**DATI DELL'ESERCIZIO**

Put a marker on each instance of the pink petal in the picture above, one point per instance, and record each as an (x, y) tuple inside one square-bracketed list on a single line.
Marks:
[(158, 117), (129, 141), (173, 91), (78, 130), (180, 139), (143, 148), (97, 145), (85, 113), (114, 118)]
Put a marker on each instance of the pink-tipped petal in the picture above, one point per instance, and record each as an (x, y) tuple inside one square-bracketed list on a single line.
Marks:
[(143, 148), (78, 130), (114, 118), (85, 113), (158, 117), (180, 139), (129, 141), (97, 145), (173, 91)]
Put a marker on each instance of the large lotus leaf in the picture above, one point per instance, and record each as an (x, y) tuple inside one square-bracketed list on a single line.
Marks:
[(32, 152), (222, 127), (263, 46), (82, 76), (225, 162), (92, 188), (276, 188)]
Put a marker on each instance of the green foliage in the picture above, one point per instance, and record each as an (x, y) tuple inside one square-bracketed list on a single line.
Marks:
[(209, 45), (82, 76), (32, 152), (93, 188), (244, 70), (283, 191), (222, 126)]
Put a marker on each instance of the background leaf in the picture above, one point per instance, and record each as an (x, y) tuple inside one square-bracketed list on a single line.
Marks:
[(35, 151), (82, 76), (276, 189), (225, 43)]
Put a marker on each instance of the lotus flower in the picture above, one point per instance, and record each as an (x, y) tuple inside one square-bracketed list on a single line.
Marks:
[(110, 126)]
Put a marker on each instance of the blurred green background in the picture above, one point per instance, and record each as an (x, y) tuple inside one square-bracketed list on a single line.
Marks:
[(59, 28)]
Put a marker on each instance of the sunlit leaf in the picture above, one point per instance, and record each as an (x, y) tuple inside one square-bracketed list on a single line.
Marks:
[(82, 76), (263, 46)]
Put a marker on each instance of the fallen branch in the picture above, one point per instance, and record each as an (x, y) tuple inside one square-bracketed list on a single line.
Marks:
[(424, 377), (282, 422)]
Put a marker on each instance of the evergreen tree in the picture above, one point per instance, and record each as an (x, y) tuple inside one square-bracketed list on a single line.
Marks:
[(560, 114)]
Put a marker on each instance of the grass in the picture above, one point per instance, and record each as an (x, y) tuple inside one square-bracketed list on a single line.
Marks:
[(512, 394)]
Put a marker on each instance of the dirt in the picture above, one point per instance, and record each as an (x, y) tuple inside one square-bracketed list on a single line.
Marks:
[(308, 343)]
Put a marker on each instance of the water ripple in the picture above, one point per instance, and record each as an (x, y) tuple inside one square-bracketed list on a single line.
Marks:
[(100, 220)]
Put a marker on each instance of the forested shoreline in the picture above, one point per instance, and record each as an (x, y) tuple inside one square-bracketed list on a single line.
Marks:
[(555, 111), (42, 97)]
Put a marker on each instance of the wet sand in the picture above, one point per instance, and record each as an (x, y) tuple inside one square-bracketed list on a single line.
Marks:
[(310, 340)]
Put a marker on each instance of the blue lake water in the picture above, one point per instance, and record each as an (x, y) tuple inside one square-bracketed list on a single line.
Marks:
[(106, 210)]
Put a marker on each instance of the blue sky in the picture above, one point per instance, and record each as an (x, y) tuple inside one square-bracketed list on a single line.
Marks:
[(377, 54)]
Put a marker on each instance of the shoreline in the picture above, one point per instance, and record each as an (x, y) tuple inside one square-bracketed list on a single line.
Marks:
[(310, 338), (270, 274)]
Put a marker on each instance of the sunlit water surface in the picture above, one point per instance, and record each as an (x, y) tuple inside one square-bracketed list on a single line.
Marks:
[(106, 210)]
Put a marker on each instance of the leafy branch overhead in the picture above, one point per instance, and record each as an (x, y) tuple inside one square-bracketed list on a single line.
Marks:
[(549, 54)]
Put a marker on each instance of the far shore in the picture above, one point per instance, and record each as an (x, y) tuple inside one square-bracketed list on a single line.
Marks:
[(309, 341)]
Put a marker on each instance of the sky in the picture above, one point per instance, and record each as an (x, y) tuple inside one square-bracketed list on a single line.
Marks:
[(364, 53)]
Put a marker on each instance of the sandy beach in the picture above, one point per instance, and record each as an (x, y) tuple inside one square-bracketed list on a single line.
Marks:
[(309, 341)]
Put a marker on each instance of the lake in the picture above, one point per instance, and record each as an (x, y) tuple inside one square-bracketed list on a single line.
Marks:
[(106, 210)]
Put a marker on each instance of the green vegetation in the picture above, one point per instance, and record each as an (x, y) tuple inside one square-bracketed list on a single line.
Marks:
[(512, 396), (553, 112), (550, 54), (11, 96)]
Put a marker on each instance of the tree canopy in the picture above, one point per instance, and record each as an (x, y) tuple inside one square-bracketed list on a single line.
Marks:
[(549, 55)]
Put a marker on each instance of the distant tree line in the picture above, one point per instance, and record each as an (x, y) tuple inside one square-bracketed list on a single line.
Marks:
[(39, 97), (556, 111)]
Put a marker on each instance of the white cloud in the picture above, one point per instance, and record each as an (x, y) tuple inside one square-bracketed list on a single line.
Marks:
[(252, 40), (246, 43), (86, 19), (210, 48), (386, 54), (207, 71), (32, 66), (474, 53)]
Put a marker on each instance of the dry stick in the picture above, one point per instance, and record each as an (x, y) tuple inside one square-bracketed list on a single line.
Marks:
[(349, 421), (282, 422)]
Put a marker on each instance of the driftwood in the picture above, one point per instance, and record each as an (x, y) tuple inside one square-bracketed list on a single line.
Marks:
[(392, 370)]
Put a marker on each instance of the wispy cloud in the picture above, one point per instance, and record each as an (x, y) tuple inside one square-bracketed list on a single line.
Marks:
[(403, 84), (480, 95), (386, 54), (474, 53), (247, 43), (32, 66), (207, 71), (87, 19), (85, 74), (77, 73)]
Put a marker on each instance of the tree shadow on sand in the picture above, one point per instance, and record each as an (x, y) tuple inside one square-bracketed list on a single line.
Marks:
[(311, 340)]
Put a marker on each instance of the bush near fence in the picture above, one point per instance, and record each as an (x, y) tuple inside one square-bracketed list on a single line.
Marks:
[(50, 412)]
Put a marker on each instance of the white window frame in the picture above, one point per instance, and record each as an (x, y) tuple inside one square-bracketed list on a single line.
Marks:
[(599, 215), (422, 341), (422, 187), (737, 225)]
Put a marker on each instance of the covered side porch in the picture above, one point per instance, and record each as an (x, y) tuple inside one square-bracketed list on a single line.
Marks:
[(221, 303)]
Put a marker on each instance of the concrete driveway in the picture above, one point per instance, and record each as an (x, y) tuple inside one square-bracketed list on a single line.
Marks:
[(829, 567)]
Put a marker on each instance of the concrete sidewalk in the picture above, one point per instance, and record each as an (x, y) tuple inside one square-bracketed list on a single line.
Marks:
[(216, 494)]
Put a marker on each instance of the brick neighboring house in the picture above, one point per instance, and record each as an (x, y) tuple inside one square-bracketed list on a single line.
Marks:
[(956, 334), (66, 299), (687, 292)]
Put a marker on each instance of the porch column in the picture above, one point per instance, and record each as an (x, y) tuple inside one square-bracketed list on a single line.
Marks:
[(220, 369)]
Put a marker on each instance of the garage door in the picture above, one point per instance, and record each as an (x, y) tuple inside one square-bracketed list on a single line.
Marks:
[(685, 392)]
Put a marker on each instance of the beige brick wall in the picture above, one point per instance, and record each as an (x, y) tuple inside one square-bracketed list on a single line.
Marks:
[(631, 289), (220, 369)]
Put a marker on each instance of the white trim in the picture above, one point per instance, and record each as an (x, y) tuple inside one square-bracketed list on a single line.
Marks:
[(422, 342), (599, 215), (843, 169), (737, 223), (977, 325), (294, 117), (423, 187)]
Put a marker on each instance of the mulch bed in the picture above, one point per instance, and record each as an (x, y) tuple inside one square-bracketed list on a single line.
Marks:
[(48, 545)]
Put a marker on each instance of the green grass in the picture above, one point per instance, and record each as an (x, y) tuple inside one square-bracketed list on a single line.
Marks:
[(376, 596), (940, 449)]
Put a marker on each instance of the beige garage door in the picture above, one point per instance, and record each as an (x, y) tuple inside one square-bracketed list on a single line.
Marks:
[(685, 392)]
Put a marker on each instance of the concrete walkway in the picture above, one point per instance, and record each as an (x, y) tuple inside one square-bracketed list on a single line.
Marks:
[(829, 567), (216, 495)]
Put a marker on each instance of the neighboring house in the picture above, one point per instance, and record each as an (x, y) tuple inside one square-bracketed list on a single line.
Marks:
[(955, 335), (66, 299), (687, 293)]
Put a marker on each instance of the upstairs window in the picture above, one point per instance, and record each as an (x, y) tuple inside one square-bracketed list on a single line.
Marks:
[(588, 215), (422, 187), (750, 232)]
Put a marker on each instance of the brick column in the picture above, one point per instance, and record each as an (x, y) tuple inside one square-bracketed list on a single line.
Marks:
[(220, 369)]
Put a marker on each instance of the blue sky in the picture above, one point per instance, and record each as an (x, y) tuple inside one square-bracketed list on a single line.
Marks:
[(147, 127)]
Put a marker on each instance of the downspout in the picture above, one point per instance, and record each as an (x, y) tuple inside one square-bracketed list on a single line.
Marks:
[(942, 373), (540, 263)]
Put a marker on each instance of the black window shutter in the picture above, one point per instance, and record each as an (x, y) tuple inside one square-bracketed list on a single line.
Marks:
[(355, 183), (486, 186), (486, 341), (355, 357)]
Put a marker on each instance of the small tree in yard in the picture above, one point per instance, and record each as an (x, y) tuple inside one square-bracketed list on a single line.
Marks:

**ESERCIZIO**
Restituisci senza alcuna modifica il tratto di righe che comincia con quella contenente "Put a marker on each instance of the driftwood" e termina con quella contenente "[(216, 494)]", entrambe comprese.

**SOLUZIONE**
Put a marker on each instance of the driftwood in the picture above, one point per instance, and record each as an (x, y) tuple inside one square-bracketed list on a single line.
Marks:
[(392, 370)]
Put a marker on each instance of the wispy cloud in the picture above, one point per instance, and record each as an (x, y) tuple inside one square-bracketed list on a single line.
Marks:
[(403, 84), (480, 95), (386, 54), (474, 53), (247, 43), (32, 66), (207, 71), (87, 19), (85, 74), (77, 73)]
Put a marker on each instance of the tree shadow on sand in the picture above, one point per instance, and record each as an (x, y) tuple inside one square-bracketed list on a single line.
Marks:
[(311, 340)]
Put a marker on each instance of the bush near fence in the picture above, one point per instance, and record each as an (x, y) tuple inside one square-bracketed list on a single line.
Marks:
[(50, 412)]
Put a marker on each instance of the white window frame in the picture above, one point per instance, and record each as an (x, y) tuple inside one square-bracketed list on a single line.
Marks:
[(599, 215), (422, 341), (422, 187), (737, 225)]
Put a marker on each instance of the covered side porch in the picture above, one point per instance, and record each as an (x, y) tuple inside one square-bracketed list on a single line.
Marks:
[(221, 303)]
Put a marker on each instance of the concrete driveway in the picture above, one point per instance, and record each as an (x, y) tuple inside one square-bracketed list on a single line.
Marks:
[(829, 567)]
Put a marker on each instance of the concrete sidewalk in the picture above, one point per instance, and record each as an (x, y) tuple inside one square-bracketed list on a single line.
Marks:
[(216, 494)]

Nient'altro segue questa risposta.